ID4 Platform

The ID4 (Intelligent Digital Drug Discovery & Development) Platform represents XtalPi’s flagship technology offering, combining quantum physics-based molecular simulation with machine learning algorithms and autonomous laboratory robotics to create a closed-loop drug discovery system.

Product Overview

ID4 addresses fundamental challenges in pharmaceutical research: the vast chemical space of potential drug candidates and the time-intensive nature of traditional experimental screening. By integrating computational prediction with automated wet-lab validation, the platform enables researchers to explore molecular possibilities at scales impossible through manual methods.

The platform operates on a DMTA (Design, Make, Test, Analyze) cycle where AI models propose molecular candidates, computational systems rank them by predicted properties, robotic laboratories synthesize and test selected compounds, and experimental results feed back into model refinement through active learning.

Key Features

ID4Idea™ - AI Drug Discovery Module

ID4Idea provides the generative and predictive capabilities for early-stage drug discovery. The module supports target identification, hit discovery, and lead optimization through AI-driven molecular design. Researchers can specify desired properties—binding affinity, selectivity, ADMET characteristics—and the system generates novel molecular structures optimized for these parameters.

ID4Gibbs™ - Computational Chemistry Engine

ID4Gibbs delivers high-precision thermodynamic calculations using first-principles quantum mechanical methods. The engine predicts properties including crystal polymorphism, solubility, and free energy of binding with accuracy levels that support confident decision-making in drug development.

Integrated AI Model Library

The platform incorporates over 200 proprietary AI models trained on XtalPi’s accumulated experimental data:

• Xreactor: Molecular generation model for synthesizable compound design
• XFEP: Free energy perturbation algorithm for binding affinity prediction
• CSP: Crystal structure prediction model for solid-state optimization

Technical Specifications

Cleared as a cloud-accessible research platform, XtalPi’s ID4 processes millions of compound records across structure, solubility, polymorphism, binding, and ADMET prediction domains.

Clinical Applications

ID4 has contributed to multiple drug development programs advancing toward or in clinical trials:

PEP08 (PRMT5 Inhibitor)

Developed in partnership with PharmaEngine, PEP08 emerged from ID4-powered de novo drug design targeting PRMT5, a validated target in cancers with MTAP deletion. The program received clinical trial approvals in Taiwan and Australia in September 2025.

Oncology and Immunology Programs

Through the DoveTree Medicines collaboration announced in August 2025, ID4 will support development of first-in-class candidates across oncology, immunology, inflammation, neurology, and metabolic disease areas.

Regulatory Status

As a computational platform and research tool, ID4 does not require medical device regulatory approvals. The platform’s output—drug candidates—must undergo standard pharmaceutical regulatory processes (IND, clinical trials, NDA/BLA) before reaching patients.

Frequently Asked Questions

What types of molecules can ID4 design?

ID4 supports multiple therapeutic modalities including small molecules, peptides, and provides guidance for biologics development. The platform’s strength lies in small molecule design and optimization, where quantum calculations can accurately predict properties.

How does ID4 differ from other AI drug discovery platforms?

ID4’s distinguishing feature is the integration of first-principles quantum physics calculations with machine learning, rather than relying solely on statistical patterns in historical data. This approach provides more reliable predictions for novel chemical space.

Can pharmaceutical companies license ID4?

XtalPi offers ID4 capabilities through service partnerships rather than standalone software licensing. Collaborations typically involve XtalPi scientists working alongside partner teams using the platform.

* _Directions_
#1 List every disease area that the ID4 Platform page says the DoveTree Medicines collaboration will cover.
#2 Write out the stretch of the ID4 Platform page from "Regulatory Status" through "before reaching patients.", word for word.

* _Provided material_
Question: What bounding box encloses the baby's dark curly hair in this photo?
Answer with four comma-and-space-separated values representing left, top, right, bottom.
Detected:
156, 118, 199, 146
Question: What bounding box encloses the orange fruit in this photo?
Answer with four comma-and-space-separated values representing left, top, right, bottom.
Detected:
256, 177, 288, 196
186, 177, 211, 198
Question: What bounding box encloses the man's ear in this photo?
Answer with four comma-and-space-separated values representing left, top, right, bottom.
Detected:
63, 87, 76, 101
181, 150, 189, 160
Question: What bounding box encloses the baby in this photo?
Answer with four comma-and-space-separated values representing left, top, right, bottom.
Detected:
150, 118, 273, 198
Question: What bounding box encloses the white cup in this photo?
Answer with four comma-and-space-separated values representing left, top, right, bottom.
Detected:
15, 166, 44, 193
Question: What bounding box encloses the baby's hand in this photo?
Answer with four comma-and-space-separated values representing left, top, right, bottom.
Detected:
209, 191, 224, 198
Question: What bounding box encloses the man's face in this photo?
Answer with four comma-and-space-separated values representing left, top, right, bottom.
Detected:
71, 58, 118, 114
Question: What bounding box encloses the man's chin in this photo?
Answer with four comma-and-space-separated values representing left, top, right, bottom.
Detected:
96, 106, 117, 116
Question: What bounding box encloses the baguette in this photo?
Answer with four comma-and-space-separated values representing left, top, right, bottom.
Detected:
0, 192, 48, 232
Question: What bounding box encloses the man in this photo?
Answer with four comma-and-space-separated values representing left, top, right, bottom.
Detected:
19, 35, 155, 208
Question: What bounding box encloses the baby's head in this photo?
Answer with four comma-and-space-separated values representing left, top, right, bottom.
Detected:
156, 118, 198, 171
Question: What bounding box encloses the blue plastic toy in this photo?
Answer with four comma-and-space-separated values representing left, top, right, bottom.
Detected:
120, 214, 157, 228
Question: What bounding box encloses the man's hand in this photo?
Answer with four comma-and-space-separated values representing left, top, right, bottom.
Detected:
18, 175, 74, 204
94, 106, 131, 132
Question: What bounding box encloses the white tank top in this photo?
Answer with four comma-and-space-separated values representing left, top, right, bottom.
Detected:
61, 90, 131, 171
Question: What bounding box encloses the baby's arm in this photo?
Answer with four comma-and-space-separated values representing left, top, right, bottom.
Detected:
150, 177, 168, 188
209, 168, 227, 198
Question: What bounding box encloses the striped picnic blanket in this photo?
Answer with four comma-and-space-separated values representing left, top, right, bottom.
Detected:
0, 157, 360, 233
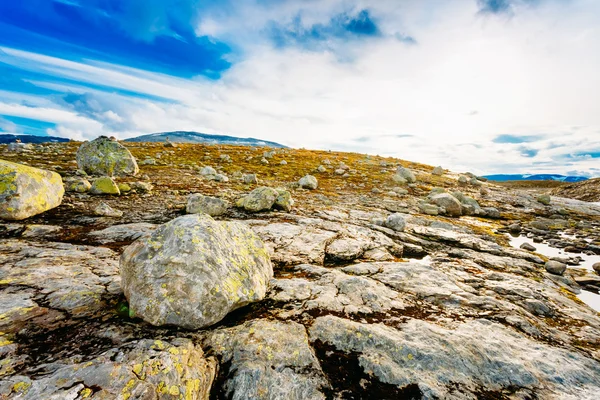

* _Completed exercise_
#1 Oncology, immunology, inflammation, neurology, and metabolic disease

#2
Regulatory Status

As a computational platform and research tool, ID4 does not require medical device regulatory approvals. The platform’s output—drug candidates—must undergo standard pharmaceutical regulatory processes (IND, clinical trials, NDA/BLA) before reaching patients.